[What you will do]:
The records that follow are to be given again exactly, with their pictures omitted.

Image point grounding data
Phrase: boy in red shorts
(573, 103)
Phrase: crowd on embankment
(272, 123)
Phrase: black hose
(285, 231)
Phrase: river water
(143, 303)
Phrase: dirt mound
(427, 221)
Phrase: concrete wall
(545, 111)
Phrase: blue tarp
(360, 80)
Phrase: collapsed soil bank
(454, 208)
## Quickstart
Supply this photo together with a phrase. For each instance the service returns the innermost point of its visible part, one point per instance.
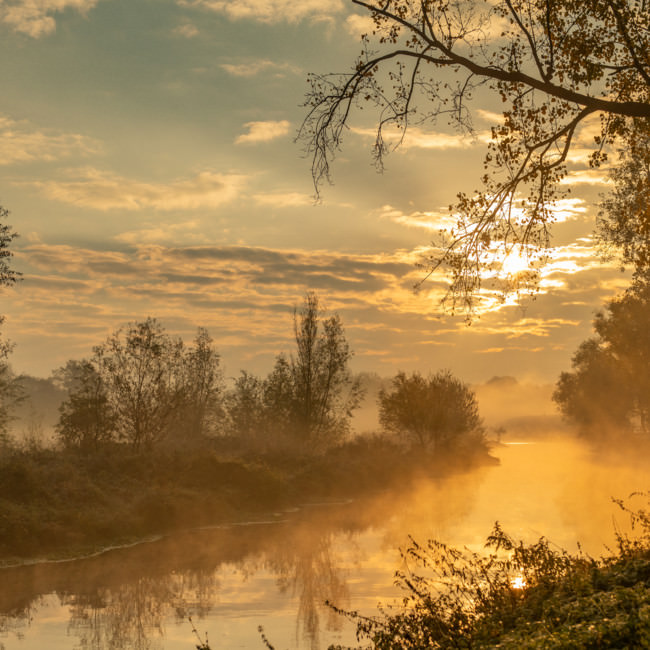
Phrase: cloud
(186, 30)
(429, 220)
(20, 142)
(253, 68)
(284, 200)
(356, 24)
(270, 11)
(105, 191)
(586, 177)
(416, 138)
(35, 17)
(263, 131)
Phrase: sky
(148, 158)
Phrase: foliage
(608, 390)
(554, 64)
(309, 396)
(434, 413)
(200, 412)
(11, 393)
(324, 393)
(518, 596)
(86, 417)
(624, 220)
(245, 407)
(142, 386)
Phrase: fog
(278, 572)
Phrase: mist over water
(279, 573)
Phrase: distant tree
(608, 390)
(11, 393)
(433, 413)
(315, 388)
(86, 417)
(552, 64)
(200, 408)
(142, 368)
(245, 407)
(624, 219)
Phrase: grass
(65, 502)
(518, 596)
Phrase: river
(277, 573)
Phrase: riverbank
(57, 504)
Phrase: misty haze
(325, 324)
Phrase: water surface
(279, 572)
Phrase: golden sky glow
(147, 157)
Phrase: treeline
(144, 388)
(150, 438)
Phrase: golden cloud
(102, 190)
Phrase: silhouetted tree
(86, 418)
(11, 392)
(245, 407)
(624, 219)
(200, 408)
(313, 393)
(433, 413)
(552, 63)
(142, 370)
(608, 390)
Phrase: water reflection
(279, 573)
(128, 598)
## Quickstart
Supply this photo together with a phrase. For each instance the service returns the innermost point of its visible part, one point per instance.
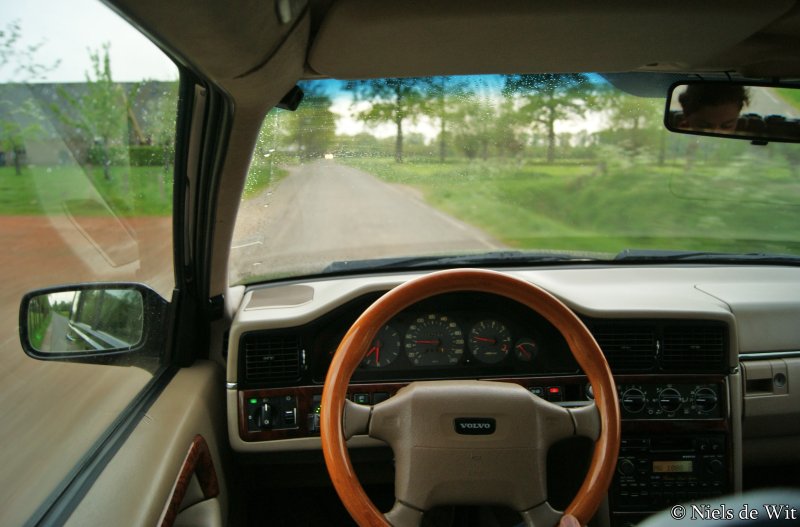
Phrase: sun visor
(364, 38)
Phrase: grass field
(747, 205)
(130, 191)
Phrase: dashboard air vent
(271, 357)
(693, 348)
(627, 347)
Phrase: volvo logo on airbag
(475, 426)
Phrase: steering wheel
(436, 463)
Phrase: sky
(67, 29)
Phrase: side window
(87, 128)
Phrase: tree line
(467, 117)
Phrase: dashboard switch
(361, 398)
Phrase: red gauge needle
(377, 351)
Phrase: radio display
(672, 466)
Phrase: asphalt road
(324, 212)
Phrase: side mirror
(756, 112)
(86, 321)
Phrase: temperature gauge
(384, 349)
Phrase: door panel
(136, 486)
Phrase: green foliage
(150, 156)
(391, 101)
(549, 97)
(19, 122)
(148, 191)
(100, 115)
(585, 206)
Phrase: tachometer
(384, 349)
(434, 340)
(489, 341)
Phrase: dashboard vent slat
(627, 348)
(694, 347)
(271, 357)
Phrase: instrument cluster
(458, 335)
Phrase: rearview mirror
(757, 112)
(87, 320)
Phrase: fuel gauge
(525, 349)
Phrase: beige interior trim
(363, 38)
(138, 480)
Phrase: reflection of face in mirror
(86, 321)
(712, 107)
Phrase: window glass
(87, 126)
(368, 173)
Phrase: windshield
(563, 166)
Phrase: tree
(444, 94)
(636, 121)
(549, 97)
(391, 100)
(475, 125)
(100, 113)
(312, 127)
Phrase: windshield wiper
(467, 260)
(660, 256)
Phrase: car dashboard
(693, 349)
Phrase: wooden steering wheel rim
(357, 340)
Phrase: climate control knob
(705, 400)
(633, 400)
(669, 399)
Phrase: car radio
(655, 472)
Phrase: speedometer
(434, 340)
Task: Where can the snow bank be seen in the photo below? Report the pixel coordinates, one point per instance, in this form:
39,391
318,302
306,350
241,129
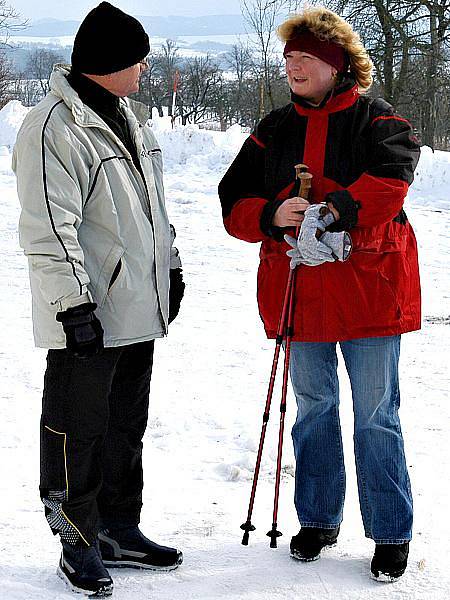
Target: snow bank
194,147
431,185
11,117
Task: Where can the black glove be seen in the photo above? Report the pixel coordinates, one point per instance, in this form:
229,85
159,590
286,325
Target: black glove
84,332
176,292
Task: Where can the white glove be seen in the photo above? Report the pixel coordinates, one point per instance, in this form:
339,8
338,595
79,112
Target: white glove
340,244
298,259
312,251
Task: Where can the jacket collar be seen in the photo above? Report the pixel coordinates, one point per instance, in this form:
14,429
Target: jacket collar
342,96
83,115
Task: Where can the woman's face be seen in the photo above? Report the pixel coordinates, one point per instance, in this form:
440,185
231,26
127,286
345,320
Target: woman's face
308,76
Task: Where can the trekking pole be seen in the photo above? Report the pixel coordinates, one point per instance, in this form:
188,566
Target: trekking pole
305,185
248,526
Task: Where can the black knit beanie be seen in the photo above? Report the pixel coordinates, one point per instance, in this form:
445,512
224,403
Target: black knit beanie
107,41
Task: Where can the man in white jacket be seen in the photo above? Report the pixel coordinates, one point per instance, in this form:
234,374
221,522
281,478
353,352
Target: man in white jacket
98,241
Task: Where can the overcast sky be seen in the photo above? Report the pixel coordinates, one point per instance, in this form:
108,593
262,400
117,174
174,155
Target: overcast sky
77,9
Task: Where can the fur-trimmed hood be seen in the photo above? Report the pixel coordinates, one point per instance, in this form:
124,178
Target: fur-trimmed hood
327,25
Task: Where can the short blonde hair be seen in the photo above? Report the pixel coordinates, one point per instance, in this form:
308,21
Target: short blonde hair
328,26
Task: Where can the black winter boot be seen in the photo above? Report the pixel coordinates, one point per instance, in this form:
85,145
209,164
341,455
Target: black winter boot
128,547
310,541
389,561
82,569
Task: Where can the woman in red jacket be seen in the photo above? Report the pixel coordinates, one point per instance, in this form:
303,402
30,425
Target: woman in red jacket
362,157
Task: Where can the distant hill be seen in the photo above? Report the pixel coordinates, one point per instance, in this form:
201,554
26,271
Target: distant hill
171,26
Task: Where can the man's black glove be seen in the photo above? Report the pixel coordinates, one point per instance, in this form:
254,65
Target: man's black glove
176,292
84,332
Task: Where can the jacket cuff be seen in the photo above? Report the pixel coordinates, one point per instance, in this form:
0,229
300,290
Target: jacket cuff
70,302
175,260
267,216
347,208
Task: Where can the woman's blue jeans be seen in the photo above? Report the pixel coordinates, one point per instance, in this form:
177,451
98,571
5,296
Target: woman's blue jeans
383,482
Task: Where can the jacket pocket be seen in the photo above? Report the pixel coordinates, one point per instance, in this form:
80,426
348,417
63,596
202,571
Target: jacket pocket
108,274
386,238
115,274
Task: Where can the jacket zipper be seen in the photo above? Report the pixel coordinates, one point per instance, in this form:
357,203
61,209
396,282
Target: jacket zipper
141,178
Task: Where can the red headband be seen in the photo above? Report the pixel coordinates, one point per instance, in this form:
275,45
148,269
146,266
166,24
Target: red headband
329,52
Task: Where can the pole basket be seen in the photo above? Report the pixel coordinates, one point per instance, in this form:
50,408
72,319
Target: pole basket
247,527
274,534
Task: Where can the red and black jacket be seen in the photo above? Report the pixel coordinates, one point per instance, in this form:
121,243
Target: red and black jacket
362,157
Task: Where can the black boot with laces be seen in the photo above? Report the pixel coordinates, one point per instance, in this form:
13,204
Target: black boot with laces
389,561
310,541
82,569
128,547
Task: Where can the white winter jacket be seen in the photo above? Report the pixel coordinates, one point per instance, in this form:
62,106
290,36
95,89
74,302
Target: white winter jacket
87,210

[Task answer]:
Phrase: boy in red shorts
(573, 103)
Phrase: crowd on embankment
(272, 123)
Phrase: black hose
(285, 231)
Phrase: river water
(143, 303)
Phrase: dirt mound
(427, 221)
Phrase: concrete wall
(545, 111)
Phrase: blue tarp
(360, 80)
Phrase: collapsed soil bank
(454, 208)
## Quickstart
Supply this photo together with a phrase. For each instance the service returns the innermost point of its visible part, one point per instance.
Phrase: cloud
(186, 30)
(429, 220)
(20, 142)
(253, 68)
(284, 200)
(356, 24)
(270, 11)
(105, 191)
(586, 177)
(416, 138)
(35, 17)
(263, 131)
Phrase: sky
(148, 158)
Phrase: foliage
(608, 390)
(554, 64)
(309, 396)
(434, 413)
(200, 412)
(11, 393)
(324, 393)
(518, 596)
(86, 417)
(624, 220)
(245, 407)
(142, 386)
Phrase: fog
(278, 572)
Phrase: mist over water
(279, 573)
Phrase: distant tree
(608, 390)
(11, 393)
(433, 413)
(315, 388)
(86, 417)
(552, 64)
(200, 408)
(142, 368)
(245, 407)
(624, 219)
Phrase: grass
(65, 502)
(518, 596)
Phrase: river
(277, 573)
Phrase: riverbank
(57, 504)
Phrase: misty haze
(325, 324)
Phrase: water surface
(279, 572)
Phrase: golden sky glow
(147, 157)
Phrase: treeline
(144, 388)
(150, 438)
Phrase: golden cloud
(102, 190)
Phrase: silhouetted tree
(86, 418)
(11, 392)
(245, 407)
(624, 219)
(200, 408)
(313, 393)
(433, 413)
(552, 63)
(142, 370)
(608, 390)
Phrase: water reflection
(279, 573)
(128, 598)
## Quickstart
Supply this photo together with a phrase. For each instance the service returns the innermost point of its visible part, one point per instance.
Phrase: sun visor
(364, 38)
Phrase: grass field
(747, 205)
(130, 191)
Phrase: dashboard air vent
(271, 357)
(693, 348)
(627, 347)
Phrase: volvo logo on airbag
(475, 426)
Phrase: steering wheel
(436, 463)
Phrase: sky
(67, 29)
Phrase: side window
(87, 128)
Phrase: tree line
(467, 117)
Phrase: dashboard switch
(361, 398)
Phrase: red gauge needle
(377, 351)
Phrase: radio display
(672, 466)
Phrase: asphalt road
(324, 212)
Phrase: side mirror
(756, 112)
(86, 321)
Phrase: temperature gauge
(384, 349)
Phrase: door panel
(136, 486)
Phrase: green foliage
(150, 156)
(391, 101)
(549, 97)
(19, 122)
(148, 191)
(100, 115)
(585, 206)
Phrase: tachometer
(384, 349)
(434, 340)
(489, 341)
Phrase: dashboard vent slat
(627, 348)
(694, 347)
(271, 357)
Phrase: instrument cluster
(458, 335)
Phrase: rearview mirror
(757, 112)
(87, 320)
Phrase: fuel gauge
(525, 349)
Phrase: beige interior trim
(363, 38)
(138, 480)
Phrase: reflection of face in mirror
(86, 321)
(712, 107)
Phrase: window glass
(87, 126)
(368, 173)
Phrase: windshield
(563, 166)
Phrase: tree
(444, 94)
(636, 121)
(549, 97)
(391, 100)
(475, 125)
(100, 113)
(312, 127)
Phrase: windshield wiper
(467, 260)
(660, 256)
Phrase: car dashboard
(693, 349)
Phrase: wooden steering wheel rim
(357, 340)
Phrase: climate control knob
(705, 400)
(633, 400)
(669, 399)
Phrase: car radio
(655, 472)
Phrase: speedometer
(434, 340)
Task: Where can the snow bank be seen in the photo below? Report the pixel coordinates, one point per instance, in this form:
39,391
318,302
306,350
241,129
Target: snow bank
194,147
431,185
11,117
Task: Where can the black glove be seen in the photo above? Report the pixel coordinates, one point per instance, in this form:
229,85
159,590
286,325
Target: black glove
84,332
176,292
Task: Where can the white glove be seen in the photo above? Report the pixel coordinates, one point per instance, in this form:
339,8
338,595
79,112
Target: white glove
340,244
298,259
312,251
Task: Where can the jacket collar be seen in the photo above? Report the pixel coordinates, one point per instance, in this form:
14,429
Target: jacket collar
342,96
83,115
Task: Where can the woman's face be seen in the photo above? Report the pixel coordinates, one point per instance, in this form:
440,185
231,26
127,286
345,320
Target: woman's face
308,76
Task: Where can the trekking pole be seen in the photo above? Report the pixel coordinates, one point per instance, in this form:
188,566
Target: trekking pole
305,185
248,526
Task: Where can the black knit beanie be seen in the photo above? Report the pixel coordinates, one point per instance, in this form:
445,512
224,403
Target: black knit beanie
107,41
Task: Where can the man in white jacket be seen in the photo above? Report the pixel coordinates, one point per instance, in this form:
234,374
221,522
281,478
353,352
Target: man in white jacket
98,241
Task: Where can the overcast sky be seen in the photo above? Report the pixel coordinates, one point per instance, in this form:
108,593
262,400
117,174
174,155
Target: overcast sky
77,9
Task: Where can the fur-trimmed hood be seen in the photo above? Report the pixel coordinates, one point per instance, in this form:
124,178
Target: fur-trimmed hood
327,25
Task: Where can the short blonde hair be seen in the photo above? Report the pixel coordinates, one point per instance, in this form:
308,21
Target: short blonde hair
328,26
Task: Where can the black winter boot be seen in the photo above? Report the pixel coordinates, one point per instance, in this form:
85,145
209,164
341,455
Target: black winter boot
128,547
310,541
389,561
82,569
Task: Where can the woman in red jacket be seen in the photo above? Report the pixel coordinates, one point per instance, in this form:
303,402
30,425
Target: woman in red jacket
362,157
Task: Where can the distant hill be seen in the photo above? Report the pixel coordinates, one point per instance, in this form:
201,554
26,271
Target: distant hill
171,26
Task: Where can the man's black glove be seen in the photo above? Report the pixel coordinates, one point per instance, in this form:
254,65
Target: man's black glove
176,292
84,332
Task: Where can the jacket cuff be seen in the photo above? Report the pixel coordinates, one point per instance, in this form:
0,229
300,290
Target: jacket cuff
70,302
175,260
267,216
347,208
Task: Where can the woman's blue jeans be seen in the photo above? Report the pixel coordinates, one point per instance, in this form:
177,451
98,571
5,296
Target: woman's blue jeans
383,482
Task: Where can the jacket pocket be seen in the photo above? Report the pixel coordinates, one point per instance, in this form:
80,426
348,417
63,596
202,571
Target: jacket pocket
108,274
386,238
115,274
Task: Where can the jacket zipper be seen in the photo above? Report the pixel coordinates, one point per instance, in this form:
357,203
61,209
396,282
Target: jacket zipper
141,178
Task: Where can the red headband be seen in the photo above? Report the pixel coordinates, one point per instance, in this form:
275,45
148,269
146,266
166,24
Target: red headband
329,52
Task: Where can the pole basket be seen in the photo above? Report the pixel coordinates, one point per instance, in this form:
50,408
72,319
Target: pole basket
247,527
274,534
Task: Where can the red and black jacket be seen in the photo above? Report the pixel coordinates, one point per instance, in this form:
121,243
Target: red and black jacket
362,157
Task: Where can the black boot with laces be seen in the photo above? Report the pixel coordinates, one point per instance, in this form:
13,204
Target: black boot with laces
389,561
310,541
82,569
128,547
Task: Where can the white winter jacket be seen in the photo above? Report the pixel coordinates, one point per instance, in this form:
62,106
290,36
95,89
74,302
Target: white winter jacket
87,210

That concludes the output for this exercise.